Could you copy out all of the records below exactly, leaving out every picture?

Exercise data:

····················

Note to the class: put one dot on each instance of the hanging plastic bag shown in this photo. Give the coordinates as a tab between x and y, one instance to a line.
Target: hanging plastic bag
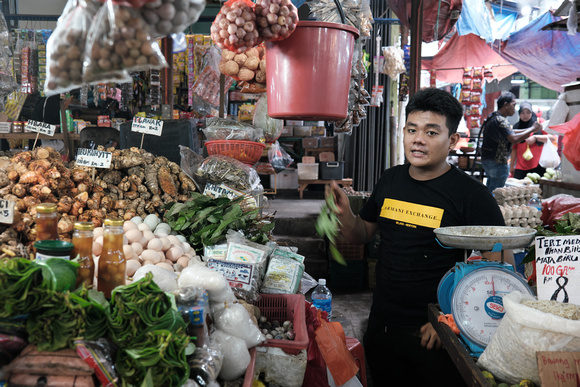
279	158
66	47
171	17
119	42
549	157
235	26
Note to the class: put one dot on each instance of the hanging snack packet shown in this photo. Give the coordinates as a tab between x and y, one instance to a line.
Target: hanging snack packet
235	27
66	46
119	42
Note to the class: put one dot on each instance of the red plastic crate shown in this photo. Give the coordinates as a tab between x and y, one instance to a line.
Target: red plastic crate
284	307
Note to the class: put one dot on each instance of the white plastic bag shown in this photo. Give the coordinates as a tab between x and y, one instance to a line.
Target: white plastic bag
235	353
549	157
235	320
523	331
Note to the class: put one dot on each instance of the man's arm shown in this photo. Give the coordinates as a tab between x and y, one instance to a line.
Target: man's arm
354	228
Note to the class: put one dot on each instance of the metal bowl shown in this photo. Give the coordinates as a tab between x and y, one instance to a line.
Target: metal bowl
485	238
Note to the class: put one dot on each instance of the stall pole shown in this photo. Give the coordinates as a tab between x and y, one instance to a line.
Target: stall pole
167	72
416	40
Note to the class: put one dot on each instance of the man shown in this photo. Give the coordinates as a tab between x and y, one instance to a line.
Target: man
498	137
407	204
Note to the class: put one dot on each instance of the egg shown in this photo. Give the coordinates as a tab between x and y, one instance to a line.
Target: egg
97	248
183	261
98	231
133	235
132	266
174	253
144	227
155	244
165	266
137	248
151	255
128	252
128	225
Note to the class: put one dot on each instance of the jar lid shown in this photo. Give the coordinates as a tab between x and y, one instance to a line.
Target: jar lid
113	222
46	208
54	246
84	226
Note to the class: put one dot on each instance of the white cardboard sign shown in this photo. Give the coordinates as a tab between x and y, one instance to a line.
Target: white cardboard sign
7	211
93	158
558	268
40	127
147	126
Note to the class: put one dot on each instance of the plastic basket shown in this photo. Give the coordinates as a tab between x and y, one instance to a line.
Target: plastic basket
284	307
248	152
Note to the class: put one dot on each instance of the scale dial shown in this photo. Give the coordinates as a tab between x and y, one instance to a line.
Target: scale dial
477	304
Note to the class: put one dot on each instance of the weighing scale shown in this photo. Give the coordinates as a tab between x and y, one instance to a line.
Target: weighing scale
472	291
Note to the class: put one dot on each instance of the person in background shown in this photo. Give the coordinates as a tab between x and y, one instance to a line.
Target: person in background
406	205
521	163
498	137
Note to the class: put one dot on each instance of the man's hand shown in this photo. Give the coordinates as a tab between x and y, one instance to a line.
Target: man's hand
429	338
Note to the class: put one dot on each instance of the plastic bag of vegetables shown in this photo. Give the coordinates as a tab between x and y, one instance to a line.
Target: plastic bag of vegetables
235	27
66	47
118	42
171	16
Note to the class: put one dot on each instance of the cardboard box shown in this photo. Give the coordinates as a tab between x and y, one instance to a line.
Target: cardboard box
303	131
310	142
307	171
331	170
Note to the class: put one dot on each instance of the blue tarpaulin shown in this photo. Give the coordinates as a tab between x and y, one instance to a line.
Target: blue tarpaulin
550	58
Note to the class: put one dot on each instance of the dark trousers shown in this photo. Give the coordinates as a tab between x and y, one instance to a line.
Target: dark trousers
396	358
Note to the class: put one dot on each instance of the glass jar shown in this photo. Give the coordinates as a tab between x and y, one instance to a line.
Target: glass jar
46	222
83	249
112	264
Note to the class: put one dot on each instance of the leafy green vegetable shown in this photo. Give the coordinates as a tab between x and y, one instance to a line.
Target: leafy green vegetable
24	287
205	221
568	224
327	225
66	317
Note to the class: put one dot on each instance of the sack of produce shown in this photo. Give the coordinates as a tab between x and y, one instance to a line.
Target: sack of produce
224	129
171	17
66	47
235	27
527	327
276	19
118	42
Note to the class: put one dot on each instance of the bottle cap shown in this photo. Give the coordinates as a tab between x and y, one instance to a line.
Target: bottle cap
84	226
46	208
114	222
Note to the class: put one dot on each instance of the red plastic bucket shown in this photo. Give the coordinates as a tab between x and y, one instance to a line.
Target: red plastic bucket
308	74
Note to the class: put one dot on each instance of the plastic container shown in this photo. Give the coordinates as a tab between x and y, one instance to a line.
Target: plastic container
331	170
52	249
284	307
308	73
322	297
248	152
535	202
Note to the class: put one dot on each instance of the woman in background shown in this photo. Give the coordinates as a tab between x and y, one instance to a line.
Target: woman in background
522	163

····················

Task output:
Note to the class: put one dot on each instance of the hanging plastic bag shown in this photo. Give the coordinates as a tab between x and y, one instance to a line.
Target: hanging plastic bag
279	158
66	47
171	17
119	42
549	157
235	26
Note to the class: put one dot on each instance of the hanging snack packet shown in this photo. Give the coordinates as a tab between x and y, one instance to a line.
Target: hanging snack packet
235	27
66	46
119	42
Note to the class: put one dot on each instance of the red plastic crate shown in this photo. Give the coordinates as a tab between x and y, one instance to a line.
Target: red plastic crate
284	307
Note to the class: put one dot on each instance of the white plastic bag shown in this photo. Give the coordinates as a tab between x and y, one instance to a line.
Target: white plastic bag
235	353
549	157
235	320
523	331
Note to the class: put one dot on each instance of the man's arm shown in this photo. Give the coordinates as a tab between x and y, one instance to a line.
Target: man's arm
354	228
Note to the class: put one dot on each instance of the metal bowl shown in this photo. Give the coordinates as a tab between x and y, one instance to a line.
Target: metal bowl
485	238
Note to the class: put one dot on each instance of the stall pole shown in this photo. Give the coordinates as a tab between x and y, one instance to a line.
Target: stall pole
167	72
416	40
Note to the class: put one dot on each instance of the man shown in this photo. Give the coordinates as a tab between x and y, one instance to a line.
Target: man
498	137
407	204
Note to the class: put one dot on each instance of the egg shown in this photo. Give the coordinates as a tab between x and y, one instance to a line.
Target: egg
97	248
183	261
98	231
133	235
132	266
174	253
144	227
155	244
165	266
137	248
151	255
128	252
128	225
Note to the class: put one dot on each instance of the jar lid shown in this photo. Give the coordinates as a tab between x and y, one instance to a line.
Target: jar lid
113	222
46	208
54	246
84	226
Note to the class: put one dot on each instance of the white cardboard sign shown in this photo. Give the coordinates as a tab between x and y, one instance to a line.
Target: white cardboard sign
7	211
93	158
558	268
40	127
147	126
Note to the class: put one dot on each instance of the plastic basket shown in this photo. Give the coordinates as a tab between x and y, one instance to a line.
Target: plastic basket
284	307
248	152
Note to the class: put one dot on each instance of the scale dial shown in this photo. Give the coordinates as a tab between x and y, one instance to a line.
Target: scale dial
477	304
Note to the class: put one dot on each instance of the weighing scale shown in this photo. Give the coordinates as a tab between x and y, one instance to a line.
Target: weighing scale
472	291
Note to the class: put one dot on each instance of the person in background shown in this photo. Give the coordinates as a tab between x and y, one instance to a line.
Target: person in background
406	205
521	163
498	137
Note to the class: put one dot on each instance of the man's hand shown in this photo. Give the coordinates as a tab between x and y, one instance to a line.
Target: man's hand
429	338
Note to the class: put one dot on each instance of the plastic bag of vegetables shown in this photo. Give the coordinates as a tab between x and y, one instance to a line.
Target: plastic bag of vegetables
235	27
66	47
118	42
171	16
Note to the class: put one dot on each instance of the cardboard box shown in this photo. Give the coordinates as a tab between x and y, one instance to a line.
Target: cardboard box
303	131
310	142
307	171
331	170
Note to the class: put one dot on each instance of the blue tarpaulin shown in this photo. Give the coordinates as a tab between x and y, one instance to a line.
Target: blue tarpaulin
550	58
Note to the class: put one dot on each instance of the dark trousers shown in this photo. Give the coordinates as a tab between x and y, one instance to a line.
Target: dark trousers
396	358
Note to the class: put one dot on each instance of the glass jar shown in this photo. Give the coordinates as a tab between x and y, one instance to a line.
Target: glass jar
46	222
83	249
112	264
Note to the class: put one dot on each instance of the leafy green vegetable shown in this photo. Give the coordinates as a tab between x and y, one instance to a line.
Target: leafy green vegetable
24	287
205	221
568	224
327	225
66	317
Note to the class: put one dot on each instance of the sack of produce shown in this photo. Give the coordinates as a tab between x and y, one instance to a line.
Target: sack of produce
224	129
171	17
66	47
235	27
527	327
276	19
118	42
Note to the class: put one dot on each instance of the bottle cap shown in this photo. Give the coordinates as a tab between x and y, one instance to a line.
Target: bottle cap
84	226
46	208
114	222
Note to the class: put one dot on each instance of the red plastic bucket shown in this photo. Give the coordinates as a tab between x and y, one instance to a line.
Target: red plastic bucket
308	74
Note to the class: put one dot on each instance of the plastic container shown in this photo. Give the coordinates as a tab between x and y, one instance to a line.
Target: plastic container
331	170
52	249
284	307
308	73
322	297
248	152
535	202
Note to the class: put one dot on each instance of the woman in background shown in this photo. Give the coordinates as a tab between x and y, one instance to a line.
Target: woman in background
522	163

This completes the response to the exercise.